Exercise goal: Copy, word for word, the passage in the NCR-UCL Athletic Association text below that opens with the words containing "In its first" and closes with "the season's host.".

Text:
---+---
= NCR-UCL Athletic Association =

The NCR-UCL Athletic Association was a collegiate sports league based in the Philippines. The NCRUCLAA was a result of the merger between the two fledgling leagues, the National Capital Region Athletic Association and the Universities and Colleges of Luzon Athletic Association, in 2016. Lack of teams played in both leagues were the main reason of the merger.

In its first season, 16 teams competed in different sports disciplines, including centerpiece events Basketball and Volleyball. The league also considered adding 3-on-3 basketball in the line-up of events.

The first season of the NCRUCLAA was opened at the Cuneta Astrodome on January 17, 2017. The Asian Institute of Maritime Studies was the season's host.

Most of the basketball games will be covered by Solar Sports and Basketball TV.
---+---
Information supplied:
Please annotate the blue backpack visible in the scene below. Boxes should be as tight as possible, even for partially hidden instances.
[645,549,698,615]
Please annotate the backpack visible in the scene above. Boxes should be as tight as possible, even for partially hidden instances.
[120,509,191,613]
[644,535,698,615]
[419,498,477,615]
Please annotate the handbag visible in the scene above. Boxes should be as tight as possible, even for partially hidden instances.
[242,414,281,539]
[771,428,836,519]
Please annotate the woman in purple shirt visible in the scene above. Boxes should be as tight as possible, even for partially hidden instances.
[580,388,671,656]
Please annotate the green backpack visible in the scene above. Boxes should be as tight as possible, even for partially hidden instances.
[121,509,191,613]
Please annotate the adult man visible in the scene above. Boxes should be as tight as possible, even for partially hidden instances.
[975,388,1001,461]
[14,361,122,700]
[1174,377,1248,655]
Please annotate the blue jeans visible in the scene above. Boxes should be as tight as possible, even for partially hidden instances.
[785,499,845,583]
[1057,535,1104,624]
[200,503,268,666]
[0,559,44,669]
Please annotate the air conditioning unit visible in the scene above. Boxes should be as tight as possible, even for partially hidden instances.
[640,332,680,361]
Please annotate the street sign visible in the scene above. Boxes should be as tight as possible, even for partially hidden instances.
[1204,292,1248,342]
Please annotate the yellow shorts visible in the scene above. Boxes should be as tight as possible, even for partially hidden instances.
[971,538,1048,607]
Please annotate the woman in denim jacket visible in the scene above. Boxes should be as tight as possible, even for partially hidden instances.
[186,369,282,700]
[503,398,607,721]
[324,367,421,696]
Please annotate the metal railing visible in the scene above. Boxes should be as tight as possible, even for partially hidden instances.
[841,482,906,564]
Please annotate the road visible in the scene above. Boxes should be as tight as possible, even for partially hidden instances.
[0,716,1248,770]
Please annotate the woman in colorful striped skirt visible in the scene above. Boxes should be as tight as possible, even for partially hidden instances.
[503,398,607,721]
---+---
Exercise solution:
In its first season, 16 teams competed in different sports disciplines, including centerpiece events Basketball and Volleyball. The league also considered adding 3-on-3 basketball in the line-up of events.

The first season of the NCRUCLAA was opened at the Cuneta Astrodome on January 17, 2017. The Asian Institute of Maritime Studies was the season's host.